Task statement: Find every line in the entries that holds the string "below" and report it.

** Opening Material provided block **

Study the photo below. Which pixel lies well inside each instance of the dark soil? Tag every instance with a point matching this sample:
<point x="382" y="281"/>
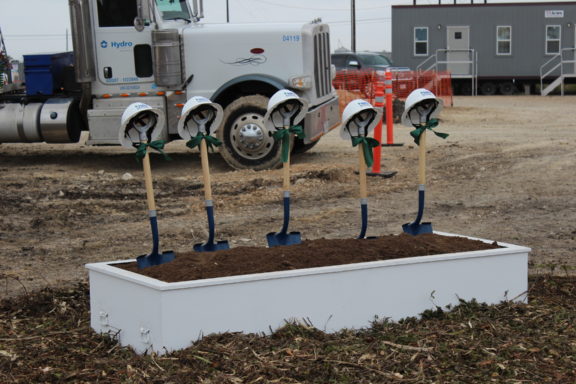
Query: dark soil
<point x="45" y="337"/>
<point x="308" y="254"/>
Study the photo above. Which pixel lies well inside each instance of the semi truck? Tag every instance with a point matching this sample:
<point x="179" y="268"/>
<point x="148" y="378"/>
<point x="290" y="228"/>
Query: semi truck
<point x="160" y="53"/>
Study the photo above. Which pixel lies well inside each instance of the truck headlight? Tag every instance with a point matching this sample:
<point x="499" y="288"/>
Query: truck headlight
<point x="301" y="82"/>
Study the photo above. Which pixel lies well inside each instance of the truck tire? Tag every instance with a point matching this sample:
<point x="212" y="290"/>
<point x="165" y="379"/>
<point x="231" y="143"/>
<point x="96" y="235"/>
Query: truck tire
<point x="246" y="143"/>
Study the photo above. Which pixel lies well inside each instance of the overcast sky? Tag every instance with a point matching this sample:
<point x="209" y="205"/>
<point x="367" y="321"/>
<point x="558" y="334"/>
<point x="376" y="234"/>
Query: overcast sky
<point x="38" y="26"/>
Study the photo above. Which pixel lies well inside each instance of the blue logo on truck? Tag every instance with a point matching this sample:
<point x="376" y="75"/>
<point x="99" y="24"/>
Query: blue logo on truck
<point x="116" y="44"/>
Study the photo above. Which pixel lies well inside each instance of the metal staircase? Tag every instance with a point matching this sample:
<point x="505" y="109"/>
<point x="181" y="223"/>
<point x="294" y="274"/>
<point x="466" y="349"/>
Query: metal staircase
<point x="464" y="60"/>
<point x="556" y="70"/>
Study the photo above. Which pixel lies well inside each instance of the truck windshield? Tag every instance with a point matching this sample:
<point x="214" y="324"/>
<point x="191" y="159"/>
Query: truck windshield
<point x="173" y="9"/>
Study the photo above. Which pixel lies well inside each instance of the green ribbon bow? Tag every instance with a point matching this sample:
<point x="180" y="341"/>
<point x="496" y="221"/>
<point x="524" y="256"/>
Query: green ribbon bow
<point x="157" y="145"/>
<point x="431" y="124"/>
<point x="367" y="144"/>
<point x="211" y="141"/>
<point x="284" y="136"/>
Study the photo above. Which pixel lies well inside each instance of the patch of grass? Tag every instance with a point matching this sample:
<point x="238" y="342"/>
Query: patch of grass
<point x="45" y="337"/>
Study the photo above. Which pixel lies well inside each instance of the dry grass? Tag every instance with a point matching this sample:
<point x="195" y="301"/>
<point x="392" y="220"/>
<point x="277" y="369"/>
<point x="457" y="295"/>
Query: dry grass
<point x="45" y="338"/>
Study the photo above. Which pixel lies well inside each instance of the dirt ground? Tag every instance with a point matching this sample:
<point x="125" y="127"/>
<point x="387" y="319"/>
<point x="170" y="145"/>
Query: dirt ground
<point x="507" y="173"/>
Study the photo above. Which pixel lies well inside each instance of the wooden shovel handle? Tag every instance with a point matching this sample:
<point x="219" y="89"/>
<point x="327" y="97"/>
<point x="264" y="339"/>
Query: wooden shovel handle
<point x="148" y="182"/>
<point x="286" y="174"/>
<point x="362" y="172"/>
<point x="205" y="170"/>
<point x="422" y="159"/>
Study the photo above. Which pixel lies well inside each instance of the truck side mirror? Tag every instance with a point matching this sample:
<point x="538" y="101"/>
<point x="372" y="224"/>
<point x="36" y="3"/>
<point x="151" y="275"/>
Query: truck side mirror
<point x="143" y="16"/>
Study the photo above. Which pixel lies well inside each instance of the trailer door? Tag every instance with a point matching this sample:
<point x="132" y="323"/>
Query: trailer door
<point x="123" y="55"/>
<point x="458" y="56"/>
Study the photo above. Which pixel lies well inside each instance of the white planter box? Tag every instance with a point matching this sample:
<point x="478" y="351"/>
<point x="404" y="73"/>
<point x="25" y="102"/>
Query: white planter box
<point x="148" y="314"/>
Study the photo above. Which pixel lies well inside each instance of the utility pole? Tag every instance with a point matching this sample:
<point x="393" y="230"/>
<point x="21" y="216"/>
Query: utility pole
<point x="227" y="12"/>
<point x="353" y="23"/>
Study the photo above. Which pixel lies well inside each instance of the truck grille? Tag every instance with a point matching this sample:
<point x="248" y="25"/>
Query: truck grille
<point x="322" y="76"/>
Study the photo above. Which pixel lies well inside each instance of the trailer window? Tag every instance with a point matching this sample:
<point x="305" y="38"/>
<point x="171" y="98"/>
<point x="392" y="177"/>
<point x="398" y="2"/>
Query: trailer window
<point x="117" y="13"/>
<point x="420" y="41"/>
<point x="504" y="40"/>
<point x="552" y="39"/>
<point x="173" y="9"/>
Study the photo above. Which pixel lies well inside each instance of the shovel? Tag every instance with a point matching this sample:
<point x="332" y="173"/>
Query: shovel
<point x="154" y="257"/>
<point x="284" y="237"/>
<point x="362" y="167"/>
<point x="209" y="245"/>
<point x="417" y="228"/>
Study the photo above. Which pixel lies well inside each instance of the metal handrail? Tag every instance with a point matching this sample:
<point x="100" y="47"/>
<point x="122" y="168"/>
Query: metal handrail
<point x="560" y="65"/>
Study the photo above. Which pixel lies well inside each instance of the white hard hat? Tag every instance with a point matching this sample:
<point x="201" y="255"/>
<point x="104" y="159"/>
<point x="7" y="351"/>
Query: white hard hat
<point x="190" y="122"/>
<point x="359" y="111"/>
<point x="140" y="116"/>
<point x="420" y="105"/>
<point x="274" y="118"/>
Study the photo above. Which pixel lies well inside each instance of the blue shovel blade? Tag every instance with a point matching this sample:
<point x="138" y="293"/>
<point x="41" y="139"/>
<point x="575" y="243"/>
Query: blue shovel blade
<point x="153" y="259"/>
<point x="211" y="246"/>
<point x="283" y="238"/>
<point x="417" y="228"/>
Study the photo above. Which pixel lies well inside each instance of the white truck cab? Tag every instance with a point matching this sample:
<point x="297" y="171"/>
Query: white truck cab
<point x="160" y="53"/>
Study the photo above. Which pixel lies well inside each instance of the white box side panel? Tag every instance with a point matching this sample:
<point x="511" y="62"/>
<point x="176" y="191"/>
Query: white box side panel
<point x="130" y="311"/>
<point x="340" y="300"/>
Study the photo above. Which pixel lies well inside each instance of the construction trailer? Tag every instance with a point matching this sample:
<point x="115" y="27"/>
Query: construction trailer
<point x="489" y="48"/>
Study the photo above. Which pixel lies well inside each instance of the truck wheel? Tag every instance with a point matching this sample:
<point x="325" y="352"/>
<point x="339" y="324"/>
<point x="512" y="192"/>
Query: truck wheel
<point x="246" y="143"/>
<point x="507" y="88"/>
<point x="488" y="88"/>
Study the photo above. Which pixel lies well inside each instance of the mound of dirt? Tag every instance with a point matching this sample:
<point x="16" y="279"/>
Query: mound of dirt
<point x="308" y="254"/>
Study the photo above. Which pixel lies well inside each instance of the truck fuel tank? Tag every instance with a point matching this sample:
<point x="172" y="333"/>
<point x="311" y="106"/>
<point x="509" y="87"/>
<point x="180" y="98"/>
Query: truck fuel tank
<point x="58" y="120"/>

** Closing Material provided block **
** Opening Material provided block **

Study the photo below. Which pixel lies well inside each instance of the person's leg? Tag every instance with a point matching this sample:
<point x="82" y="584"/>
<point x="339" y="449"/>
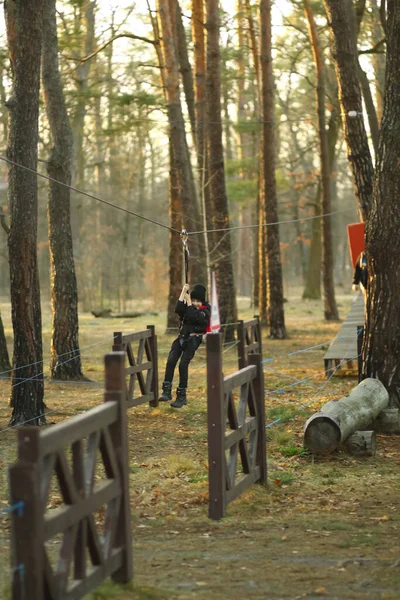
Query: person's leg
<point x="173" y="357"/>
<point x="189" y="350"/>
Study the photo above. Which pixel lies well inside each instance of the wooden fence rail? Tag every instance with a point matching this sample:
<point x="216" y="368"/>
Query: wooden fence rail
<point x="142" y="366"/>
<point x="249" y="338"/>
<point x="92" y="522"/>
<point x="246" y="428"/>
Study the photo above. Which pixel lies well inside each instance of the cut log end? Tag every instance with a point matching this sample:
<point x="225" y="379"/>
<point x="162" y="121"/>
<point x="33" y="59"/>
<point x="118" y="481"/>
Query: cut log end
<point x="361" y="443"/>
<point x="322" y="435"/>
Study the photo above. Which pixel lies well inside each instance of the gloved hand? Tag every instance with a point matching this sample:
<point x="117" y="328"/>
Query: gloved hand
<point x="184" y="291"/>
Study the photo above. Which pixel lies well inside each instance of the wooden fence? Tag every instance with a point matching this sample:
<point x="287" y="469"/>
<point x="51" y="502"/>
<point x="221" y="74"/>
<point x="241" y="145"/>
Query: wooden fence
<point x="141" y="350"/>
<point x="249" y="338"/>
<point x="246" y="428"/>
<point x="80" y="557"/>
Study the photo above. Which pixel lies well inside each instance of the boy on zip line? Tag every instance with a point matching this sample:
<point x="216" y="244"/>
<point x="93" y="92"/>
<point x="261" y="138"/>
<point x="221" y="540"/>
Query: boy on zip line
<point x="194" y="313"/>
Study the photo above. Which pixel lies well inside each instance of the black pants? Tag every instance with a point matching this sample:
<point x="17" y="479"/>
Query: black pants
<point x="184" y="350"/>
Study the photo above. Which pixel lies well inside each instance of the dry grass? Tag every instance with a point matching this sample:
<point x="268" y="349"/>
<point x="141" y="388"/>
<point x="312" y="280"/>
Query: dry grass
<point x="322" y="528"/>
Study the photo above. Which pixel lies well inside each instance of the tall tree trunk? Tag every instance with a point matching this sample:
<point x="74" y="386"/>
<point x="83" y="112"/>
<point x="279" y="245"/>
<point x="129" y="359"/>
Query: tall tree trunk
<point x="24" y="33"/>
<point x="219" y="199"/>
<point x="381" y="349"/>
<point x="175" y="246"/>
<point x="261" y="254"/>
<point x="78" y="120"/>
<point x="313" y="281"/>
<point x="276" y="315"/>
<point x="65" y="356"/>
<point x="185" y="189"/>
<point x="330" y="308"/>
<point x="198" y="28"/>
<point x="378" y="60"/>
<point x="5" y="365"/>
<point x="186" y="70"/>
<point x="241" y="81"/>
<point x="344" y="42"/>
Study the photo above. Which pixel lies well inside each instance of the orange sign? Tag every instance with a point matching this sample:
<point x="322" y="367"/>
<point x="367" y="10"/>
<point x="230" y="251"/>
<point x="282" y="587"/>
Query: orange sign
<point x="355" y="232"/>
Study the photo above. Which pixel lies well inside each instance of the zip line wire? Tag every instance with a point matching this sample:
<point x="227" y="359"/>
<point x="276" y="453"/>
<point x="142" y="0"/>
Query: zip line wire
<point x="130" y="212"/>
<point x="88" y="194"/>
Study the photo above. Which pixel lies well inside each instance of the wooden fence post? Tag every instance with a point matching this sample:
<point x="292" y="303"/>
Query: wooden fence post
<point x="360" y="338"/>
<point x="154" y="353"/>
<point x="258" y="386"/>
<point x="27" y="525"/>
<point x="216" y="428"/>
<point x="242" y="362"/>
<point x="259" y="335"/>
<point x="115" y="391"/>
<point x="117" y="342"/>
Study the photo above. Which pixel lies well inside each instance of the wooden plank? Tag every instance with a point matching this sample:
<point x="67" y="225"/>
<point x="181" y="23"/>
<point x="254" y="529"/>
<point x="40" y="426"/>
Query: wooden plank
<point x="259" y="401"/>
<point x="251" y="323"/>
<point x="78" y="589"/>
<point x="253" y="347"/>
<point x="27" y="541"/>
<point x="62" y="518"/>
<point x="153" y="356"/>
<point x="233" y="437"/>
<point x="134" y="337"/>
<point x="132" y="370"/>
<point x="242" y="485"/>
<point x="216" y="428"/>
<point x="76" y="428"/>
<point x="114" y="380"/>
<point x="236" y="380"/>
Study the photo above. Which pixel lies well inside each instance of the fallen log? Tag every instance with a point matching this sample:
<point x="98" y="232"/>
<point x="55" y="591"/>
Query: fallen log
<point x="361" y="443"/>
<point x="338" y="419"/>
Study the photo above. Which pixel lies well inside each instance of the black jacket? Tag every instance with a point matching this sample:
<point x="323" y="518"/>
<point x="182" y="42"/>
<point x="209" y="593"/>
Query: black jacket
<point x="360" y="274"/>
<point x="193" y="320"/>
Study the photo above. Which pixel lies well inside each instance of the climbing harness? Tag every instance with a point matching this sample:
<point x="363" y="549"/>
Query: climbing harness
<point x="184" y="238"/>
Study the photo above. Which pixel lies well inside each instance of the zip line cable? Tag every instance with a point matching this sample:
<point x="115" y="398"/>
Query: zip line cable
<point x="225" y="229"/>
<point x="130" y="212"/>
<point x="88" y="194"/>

** Closing Material provided block **

Solution:
Study the photo below. Which pixel lies well inside each instance of the dark soil? Tag every instance with a point matching this sample:
Study the photo below. Which pixel lies well inside each instance of the person's leg? Tag every instance with a point matching this sample:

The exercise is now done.